** START OF SUPPLIED MATERIAL **

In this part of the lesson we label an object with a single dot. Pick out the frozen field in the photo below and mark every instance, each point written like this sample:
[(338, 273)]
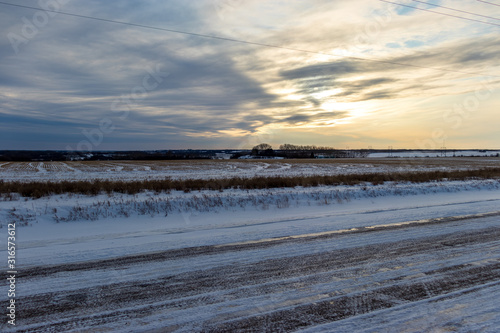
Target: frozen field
[(397, 257), (133, 170)]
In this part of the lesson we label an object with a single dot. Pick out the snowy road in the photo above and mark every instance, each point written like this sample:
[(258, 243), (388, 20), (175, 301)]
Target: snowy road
[(441, 275)]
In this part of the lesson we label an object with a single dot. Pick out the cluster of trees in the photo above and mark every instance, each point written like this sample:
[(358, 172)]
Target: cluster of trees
[(291, 151), (288, 146)]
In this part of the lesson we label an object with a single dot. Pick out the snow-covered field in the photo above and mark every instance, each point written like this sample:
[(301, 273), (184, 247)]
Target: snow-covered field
[(396, 257)]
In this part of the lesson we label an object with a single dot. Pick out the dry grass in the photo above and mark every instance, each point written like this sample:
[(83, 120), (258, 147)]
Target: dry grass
[(37, 189)]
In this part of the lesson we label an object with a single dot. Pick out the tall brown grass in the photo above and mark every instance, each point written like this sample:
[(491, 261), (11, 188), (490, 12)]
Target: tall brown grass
[(37, 189)]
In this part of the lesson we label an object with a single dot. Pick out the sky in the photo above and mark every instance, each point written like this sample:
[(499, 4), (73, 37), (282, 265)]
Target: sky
[(343, 73)]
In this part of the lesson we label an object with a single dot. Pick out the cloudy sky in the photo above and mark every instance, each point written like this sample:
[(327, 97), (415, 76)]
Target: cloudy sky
[(341, 73)]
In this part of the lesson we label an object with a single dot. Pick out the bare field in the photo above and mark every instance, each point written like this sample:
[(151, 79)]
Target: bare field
[(197, 169)]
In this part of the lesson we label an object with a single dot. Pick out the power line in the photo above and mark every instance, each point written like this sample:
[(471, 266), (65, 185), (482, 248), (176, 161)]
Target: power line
[(457, 10), (244, 41), (490, 3), (432, 11)]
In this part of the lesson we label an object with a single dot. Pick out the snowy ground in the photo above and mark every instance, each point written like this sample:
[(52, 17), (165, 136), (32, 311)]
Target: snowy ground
[(386, 258)]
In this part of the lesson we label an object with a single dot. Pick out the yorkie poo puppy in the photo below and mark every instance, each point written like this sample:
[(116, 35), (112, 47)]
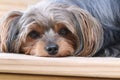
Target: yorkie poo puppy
[(63, 28)]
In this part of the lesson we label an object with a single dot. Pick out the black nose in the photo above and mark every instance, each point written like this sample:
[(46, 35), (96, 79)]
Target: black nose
[(52, 49)]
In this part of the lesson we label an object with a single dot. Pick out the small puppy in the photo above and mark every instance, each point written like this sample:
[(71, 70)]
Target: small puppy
[(63, 28)]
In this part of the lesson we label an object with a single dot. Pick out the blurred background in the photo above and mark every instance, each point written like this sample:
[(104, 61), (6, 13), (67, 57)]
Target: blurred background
[(9, 5)]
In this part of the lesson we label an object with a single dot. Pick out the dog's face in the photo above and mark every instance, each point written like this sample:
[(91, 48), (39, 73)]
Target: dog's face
[(51, 40), (49, 31)]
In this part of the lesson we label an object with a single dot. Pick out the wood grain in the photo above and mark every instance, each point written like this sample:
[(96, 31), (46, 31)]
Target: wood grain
[(10, 5), (65, 66)]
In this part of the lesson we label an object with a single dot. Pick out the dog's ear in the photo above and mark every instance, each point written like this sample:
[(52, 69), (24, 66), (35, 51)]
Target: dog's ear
[(9, 29), (89, 31)]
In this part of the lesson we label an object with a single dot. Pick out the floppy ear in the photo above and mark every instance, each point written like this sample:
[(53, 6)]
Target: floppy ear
[(89, 30), (9, 30)]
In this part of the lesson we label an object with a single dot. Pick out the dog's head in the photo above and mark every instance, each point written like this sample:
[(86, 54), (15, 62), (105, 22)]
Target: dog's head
[(52, 30)]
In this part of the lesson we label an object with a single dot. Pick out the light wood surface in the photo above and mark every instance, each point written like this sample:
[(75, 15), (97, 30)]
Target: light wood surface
[(62, 66)]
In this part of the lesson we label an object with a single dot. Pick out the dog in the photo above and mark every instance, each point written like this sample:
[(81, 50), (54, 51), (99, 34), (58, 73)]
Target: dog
[(59, 28)]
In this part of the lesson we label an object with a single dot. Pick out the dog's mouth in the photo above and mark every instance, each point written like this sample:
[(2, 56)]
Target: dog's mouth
[(52, 49)]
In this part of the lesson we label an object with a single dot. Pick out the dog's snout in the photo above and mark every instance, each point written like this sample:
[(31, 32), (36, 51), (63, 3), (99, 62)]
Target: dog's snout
[(52, 49)]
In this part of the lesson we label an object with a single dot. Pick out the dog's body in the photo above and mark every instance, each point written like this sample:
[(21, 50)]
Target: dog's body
[(64, 28)]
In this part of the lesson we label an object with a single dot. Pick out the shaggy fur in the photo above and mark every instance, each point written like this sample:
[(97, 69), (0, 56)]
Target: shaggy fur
[(64, 28)]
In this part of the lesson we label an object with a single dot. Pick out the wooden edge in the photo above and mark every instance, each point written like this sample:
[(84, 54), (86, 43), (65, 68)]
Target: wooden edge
[(61, 66)]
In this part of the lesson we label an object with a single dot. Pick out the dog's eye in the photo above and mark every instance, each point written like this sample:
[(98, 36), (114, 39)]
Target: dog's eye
[(34, 34), (63, 32)]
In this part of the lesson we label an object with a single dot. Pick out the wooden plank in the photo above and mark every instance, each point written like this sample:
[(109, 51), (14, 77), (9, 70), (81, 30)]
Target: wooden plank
[(62, 66), (45, 77)]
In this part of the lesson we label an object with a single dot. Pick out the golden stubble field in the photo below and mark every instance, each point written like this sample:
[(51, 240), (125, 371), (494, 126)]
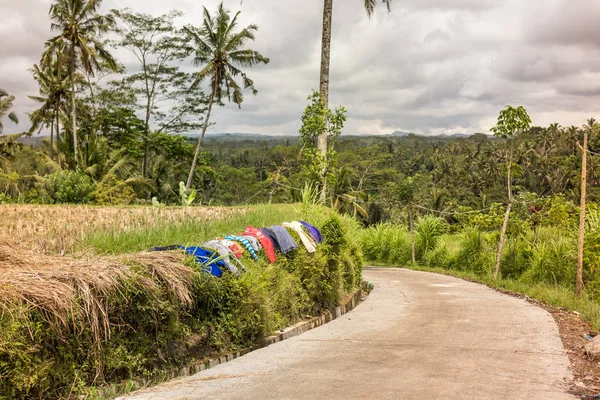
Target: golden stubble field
[(57, 229)]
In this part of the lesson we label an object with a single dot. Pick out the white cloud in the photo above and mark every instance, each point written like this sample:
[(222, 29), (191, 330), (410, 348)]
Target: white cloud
[(431, 66)]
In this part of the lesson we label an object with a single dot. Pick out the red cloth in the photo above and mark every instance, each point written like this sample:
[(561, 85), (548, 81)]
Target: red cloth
[(265, 242)]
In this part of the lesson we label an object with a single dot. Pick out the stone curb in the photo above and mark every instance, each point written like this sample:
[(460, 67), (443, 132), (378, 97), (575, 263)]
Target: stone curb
[(114, 390)]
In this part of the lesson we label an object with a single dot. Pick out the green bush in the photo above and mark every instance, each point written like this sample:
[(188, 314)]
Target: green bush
[(150, 329), (67, 187), (516, 258), (387, 244), (428, 230), (113, 191), (553, 262)]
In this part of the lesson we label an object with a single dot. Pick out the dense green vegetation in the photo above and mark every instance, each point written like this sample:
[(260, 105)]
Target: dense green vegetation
[(103, 319), (539, 258)]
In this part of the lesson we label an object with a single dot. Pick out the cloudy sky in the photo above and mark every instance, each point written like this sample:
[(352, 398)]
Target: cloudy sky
[(431, 66)]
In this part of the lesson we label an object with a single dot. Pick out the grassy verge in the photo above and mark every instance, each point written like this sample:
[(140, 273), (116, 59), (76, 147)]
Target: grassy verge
[(553, 295), (108, 311), (540, 265)]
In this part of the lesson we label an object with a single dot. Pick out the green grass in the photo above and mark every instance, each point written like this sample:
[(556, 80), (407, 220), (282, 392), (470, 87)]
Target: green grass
[(542, 268), (158, 313), (553, 295)]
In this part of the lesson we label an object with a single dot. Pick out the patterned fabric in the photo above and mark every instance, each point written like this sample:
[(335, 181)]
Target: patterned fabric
[(264, 241), (203, 257), (286, 241), (254, 241), (246, 244), (225, 254), (272, 237), (307, 241), (314, 232), (233, 246)]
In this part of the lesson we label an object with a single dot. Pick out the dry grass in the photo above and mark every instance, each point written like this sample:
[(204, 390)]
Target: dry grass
[(75, 291), (57, 229)]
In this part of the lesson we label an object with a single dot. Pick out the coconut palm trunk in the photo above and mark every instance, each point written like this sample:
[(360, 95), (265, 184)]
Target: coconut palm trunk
[(581, 239), (73, 111), (57, 135), (199, 146), (52, 137), (324, 85)]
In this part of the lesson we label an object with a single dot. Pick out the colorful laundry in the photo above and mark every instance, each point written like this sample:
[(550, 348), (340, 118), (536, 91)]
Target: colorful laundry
[(206, 258), (307, 241), (264, 241), (314, 232), (272, 237), (285, 240), (225, 253), (245, 242)]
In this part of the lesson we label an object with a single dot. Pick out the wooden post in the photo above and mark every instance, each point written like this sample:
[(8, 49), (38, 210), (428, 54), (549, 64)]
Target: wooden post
[(412, 234), (579, 282)]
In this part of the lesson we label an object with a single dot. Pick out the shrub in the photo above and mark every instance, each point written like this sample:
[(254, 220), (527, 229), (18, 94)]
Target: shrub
[(428, 229), (113, 191), (516, 258), (475, 253), (387, 244), (67, 187), (132, 316), (553, 262)]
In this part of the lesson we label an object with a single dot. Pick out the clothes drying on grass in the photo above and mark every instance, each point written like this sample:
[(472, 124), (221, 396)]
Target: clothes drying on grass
[(313, 231), (285, 240), (272, 237), (254, 242), (203, 257), (225, 253), (233, 246), (307, 241), (265, 242), (245, 242)]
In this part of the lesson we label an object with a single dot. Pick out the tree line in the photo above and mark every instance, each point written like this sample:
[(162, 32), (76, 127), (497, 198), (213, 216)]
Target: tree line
[(90, 103)]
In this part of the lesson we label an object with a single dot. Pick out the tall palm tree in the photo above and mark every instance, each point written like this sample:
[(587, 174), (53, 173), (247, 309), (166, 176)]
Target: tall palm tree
[(54, 89), (370, 6), (81, 28), (220, 50), (6, 105)]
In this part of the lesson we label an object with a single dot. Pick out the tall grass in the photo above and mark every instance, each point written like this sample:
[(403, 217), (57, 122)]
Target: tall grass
[(386, 244), (540, 264), (108, 313)]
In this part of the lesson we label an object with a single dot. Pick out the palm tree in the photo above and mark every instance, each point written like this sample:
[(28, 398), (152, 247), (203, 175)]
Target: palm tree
[(590, 128), (325, 61), (54, 88), (80, 29), (6, 104), (219, 49)]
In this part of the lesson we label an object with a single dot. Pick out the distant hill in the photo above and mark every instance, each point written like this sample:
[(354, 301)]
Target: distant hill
[(402, 134)]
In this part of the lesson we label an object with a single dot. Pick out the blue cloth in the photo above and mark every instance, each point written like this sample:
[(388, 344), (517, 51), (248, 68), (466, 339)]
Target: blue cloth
[(246, 244), (286, 241), (314, 232), (205, 258), (225, 254), (272, 237)]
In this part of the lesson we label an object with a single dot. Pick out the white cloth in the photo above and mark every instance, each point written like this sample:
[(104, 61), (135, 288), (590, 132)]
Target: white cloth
[(307, 241)]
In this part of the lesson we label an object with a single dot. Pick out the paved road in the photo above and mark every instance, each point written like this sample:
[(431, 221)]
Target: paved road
[(417, 336)]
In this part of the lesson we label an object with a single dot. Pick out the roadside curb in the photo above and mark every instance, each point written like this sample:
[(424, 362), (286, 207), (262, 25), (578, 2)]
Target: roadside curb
[(119, 389)]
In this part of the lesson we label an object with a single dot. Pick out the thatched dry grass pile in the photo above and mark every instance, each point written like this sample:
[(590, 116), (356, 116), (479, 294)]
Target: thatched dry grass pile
[(71, 298), (65, 290), (57, 229)]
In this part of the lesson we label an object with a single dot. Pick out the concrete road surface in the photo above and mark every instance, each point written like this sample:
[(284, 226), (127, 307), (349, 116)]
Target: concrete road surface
[(417, 336)]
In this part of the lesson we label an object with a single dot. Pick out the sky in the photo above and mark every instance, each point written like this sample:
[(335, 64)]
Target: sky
[(429, 66)]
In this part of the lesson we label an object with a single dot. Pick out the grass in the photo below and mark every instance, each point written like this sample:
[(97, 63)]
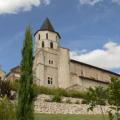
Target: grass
[(67, 117)]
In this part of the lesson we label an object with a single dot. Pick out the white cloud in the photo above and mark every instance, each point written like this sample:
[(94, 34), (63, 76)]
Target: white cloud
[(90, 2), (14, 6), (108, 57), (116, 1)]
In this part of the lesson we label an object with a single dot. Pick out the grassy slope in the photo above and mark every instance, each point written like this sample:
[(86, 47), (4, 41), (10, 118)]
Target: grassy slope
[(68, 117)]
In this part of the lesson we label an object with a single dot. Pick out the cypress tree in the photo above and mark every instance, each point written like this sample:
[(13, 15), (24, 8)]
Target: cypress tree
[(25, 91)]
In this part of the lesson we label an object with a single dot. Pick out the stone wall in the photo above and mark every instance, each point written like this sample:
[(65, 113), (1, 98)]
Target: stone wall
[(74, 107)]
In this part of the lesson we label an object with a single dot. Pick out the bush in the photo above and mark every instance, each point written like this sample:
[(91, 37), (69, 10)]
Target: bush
[(7, 109), (68, 101), (77, 102)]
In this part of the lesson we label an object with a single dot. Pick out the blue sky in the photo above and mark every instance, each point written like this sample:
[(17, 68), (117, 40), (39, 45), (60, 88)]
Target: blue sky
[(89, 28)]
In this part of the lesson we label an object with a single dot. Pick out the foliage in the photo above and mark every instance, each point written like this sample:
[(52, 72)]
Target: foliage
[(26, 88), (114, 96), (96, 96), (77, 102), (56, 98), (68, 117), (7, 109)]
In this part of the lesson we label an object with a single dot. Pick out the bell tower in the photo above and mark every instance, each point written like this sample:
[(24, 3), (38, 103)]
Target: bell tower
[(46, 55)]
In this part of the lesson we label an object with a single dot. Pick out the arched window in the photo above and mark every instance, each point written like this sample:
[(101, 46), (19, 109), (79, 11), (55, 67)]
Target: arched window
[(39, 36), (49, 80), (46, 35), (51, 44), (43, 44)]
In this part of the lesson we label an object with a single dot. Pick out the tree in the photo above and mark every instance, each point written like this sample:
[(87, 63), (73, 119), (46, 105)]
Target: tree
[(114, 96), (96, 96), (26, 91), (7, 109)]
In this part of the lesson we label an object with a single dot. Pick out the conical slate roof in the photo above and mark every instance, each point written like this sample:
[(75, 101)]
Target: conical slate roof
[(47, 26)]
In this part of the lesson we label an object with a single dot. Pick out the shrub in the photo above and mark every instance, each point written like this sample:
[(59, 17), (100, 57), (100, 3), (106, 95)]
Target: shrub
[(77, 102), (68, 101)]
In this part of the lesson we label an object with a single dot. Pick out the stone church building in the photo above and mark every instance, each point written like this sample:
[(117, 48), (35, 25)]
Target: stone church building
[(54, 68)]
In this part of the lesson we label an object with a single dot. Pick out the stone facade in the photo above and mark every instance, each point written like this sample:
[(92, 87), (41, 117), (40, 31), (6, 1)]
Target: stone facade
[(54, 68), (2, 75), (42, 106)]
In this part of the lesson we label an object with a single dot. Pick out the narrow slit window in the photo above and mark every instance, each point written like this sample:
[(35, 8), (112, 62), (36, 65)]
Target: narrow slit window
[(49, 82), (39, 36), (43, 44), (46, 35)]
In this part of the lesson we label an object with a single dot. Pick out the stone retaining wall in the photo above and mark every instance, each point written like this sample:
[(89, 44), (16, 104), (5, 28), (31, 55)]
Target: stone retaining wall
[(41, 106)]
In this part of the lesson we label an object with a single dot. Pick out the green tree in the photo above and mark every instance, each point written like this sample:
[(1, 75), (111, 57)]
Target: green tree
[(114, 96), (26, 91), (96, 96)]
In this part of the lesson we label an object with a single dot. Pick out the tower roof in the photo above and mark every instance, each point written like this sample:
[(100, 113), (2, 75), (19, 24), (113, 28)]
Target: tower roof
[(47, 25)]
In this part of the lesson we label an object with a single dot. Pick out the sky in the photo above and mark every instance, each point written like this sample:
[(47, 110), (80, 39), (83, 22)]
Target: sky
[(89, 28)]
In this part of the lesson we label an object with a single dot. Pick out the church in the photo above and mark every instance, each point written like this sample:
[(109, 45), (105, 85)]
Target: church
[(53, 67)]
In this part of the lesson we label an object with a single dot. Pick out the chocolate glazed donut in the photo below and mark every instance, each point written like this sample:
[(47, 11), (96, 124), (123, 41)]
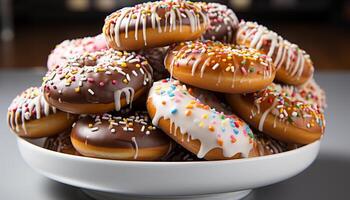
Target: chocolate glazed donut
[(61, 143), (155, 24), (98, 82), (29, 115), (129, 137), (223, 23)]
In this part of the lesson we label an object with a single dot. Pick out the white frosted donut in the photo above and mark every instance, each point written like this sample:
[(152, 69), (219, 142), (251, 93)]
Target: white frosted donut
[(196, 126)]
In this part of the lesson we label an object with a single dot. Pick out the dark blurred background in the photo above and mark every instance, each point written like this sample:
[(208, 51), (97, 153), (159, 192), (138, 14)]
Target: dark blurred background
[(31, 28)]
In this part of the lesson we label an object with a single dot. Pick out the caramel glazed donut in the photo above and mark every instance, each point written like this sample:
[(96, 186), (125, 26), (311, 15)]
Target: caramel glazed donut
[(220, 67), (111, 136), (29, 115), (278, 113), (155, 24), (223, 23), (61, 143), (195, 126), (293, 64), (155, 57), (98, 82)]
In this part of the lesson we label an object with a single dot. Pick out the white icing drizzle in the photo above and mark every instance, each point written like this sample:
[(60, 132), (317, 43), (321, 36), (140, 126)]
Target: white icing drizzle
[(124, 18), (198, 124), (281, 50), (23, 106), (264, 116), (133, 139), (129, 96)]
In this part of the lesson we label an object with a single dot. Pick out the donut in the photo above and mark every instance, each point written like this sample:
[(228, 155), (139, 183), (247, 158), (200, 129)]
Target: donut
[(220, 67), (155, 57), (195, 126), (312, 93), (98, 82), (61, 143), (154, 24), (30, 116), (180, 154), (293, 64), (69, 49), (268, 146), (223, 23), (112, 136), (279, 114), (211, 99)]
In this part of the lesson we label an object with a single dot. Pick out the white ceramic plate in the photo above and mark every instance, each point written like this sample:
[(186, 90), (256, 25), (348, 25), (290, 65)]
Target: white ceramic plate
[(111, 179)]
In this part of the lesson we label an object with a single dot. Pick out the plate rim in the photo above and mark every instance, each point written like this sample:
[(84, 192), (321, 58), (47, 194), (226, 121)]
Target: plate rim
[(27, 142)]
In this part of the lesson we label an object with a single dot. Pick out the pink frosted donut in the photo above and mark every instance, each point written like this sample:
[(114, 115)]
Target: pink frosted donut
[(71, 48)]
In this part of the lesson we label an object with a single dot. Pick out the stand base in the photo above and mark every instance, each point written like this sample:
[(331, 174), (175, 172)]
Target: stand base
[(115, 196)]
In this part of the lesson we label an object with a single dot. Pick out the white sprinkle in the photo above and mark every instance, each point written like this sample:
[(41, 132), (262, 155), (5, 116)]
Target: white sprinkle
[(98, 123), (114, 123), (91, 92), (141, 70), (134, 60), (215, 66), (94, 129)]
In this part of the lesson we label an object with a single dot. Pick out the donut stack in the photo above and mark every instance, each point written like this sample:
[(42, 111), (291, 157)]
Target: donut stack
[(174, 80)]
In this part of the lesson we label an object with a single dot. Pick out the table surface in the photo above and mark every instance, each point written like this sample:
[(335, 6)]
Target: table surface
[(327, 178)]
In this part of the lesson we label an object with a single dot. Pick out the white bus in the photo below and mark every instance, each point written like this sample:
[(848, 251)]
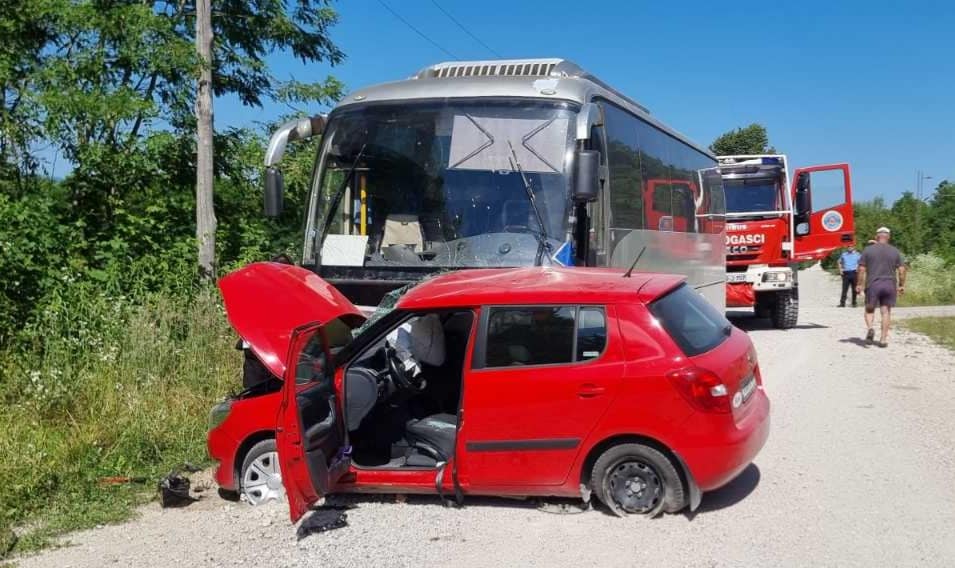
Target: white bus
[(496, 164)]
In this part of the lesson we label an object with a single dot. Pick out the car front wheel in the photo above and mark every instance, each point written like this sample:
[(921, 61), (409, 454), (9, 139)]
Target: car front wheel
[(635, 479), (261, 479)]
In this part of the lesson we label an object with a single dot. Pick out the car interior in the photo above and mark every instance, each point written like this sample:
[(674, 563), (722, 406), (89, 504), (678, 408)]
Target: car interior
[(403, 391)]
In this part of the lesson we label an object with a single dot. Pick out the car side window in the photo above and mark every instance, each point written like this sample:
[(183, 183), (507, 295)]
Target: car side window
[(543, 335), (591, 333)]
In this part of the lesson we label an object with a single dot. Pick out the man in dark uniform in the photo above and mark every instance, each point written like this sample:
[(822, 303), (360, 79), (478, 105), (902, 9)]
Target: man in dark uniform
[(848, 268), (882, 276)]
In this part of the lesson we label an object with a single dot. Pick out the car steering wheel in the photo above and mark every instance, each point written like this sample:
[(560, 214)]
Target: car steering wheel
[(401, 376)]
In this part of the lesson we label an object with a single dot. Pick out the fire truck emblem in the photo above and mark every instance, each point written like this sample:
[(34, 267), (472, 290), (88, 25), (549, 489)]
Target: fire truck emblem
[(832, 221)]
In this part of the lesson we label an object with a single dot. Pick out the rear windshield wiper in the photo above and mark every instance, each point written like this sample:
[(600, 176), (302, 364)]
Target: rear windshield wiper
[(542, 236)]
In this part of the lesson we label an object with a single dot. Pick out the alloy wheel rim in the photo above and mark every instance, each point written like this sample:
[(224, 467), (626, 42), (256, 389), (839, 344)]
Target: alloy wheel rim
[(635, 487), (262, 480)]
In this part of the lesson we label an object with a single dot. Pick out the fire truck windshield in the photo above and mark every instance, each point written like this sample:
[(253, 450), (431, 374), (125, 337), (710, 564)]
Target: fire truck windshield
[(436, 184), (751, 195)]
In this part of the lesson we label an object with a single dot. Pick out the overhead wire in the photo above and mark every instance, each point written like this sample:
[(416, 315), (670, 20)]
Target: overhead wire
[(416, 30), (465, 29)]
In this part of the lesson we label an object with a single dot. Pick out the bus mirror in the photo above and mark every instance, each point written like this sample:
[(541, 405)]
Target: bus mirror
[(300, 129), (587, 176), (274, 192)]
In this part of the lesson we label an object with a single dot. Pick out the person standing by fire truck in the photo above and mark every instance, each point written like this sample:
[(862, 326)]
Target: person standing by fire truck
[(848, 265), (882, 275)]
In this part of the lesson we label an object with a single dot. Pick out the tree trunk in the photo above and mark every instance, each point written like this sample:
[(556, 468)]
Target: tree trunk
[(205, 213)]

** END OF SUPPLIED MATERIAL **

> _SHORT PROBLEM_
Rewrite the part of the items that opens with the line containing "the tree trunk" and closes with the last line of the items, requests included. Shift every point coordinate in the answers by -74, and leave the sample coordinates in the requests unchanged.

> _TASK OUTPUT_
In this part of the lesson we label an object with a single dot. Pick out the tree trunk in the photo above and mark every instance, each point written like this sample:
[(556, 468)]
Target: tree trunk
[(131, 139)]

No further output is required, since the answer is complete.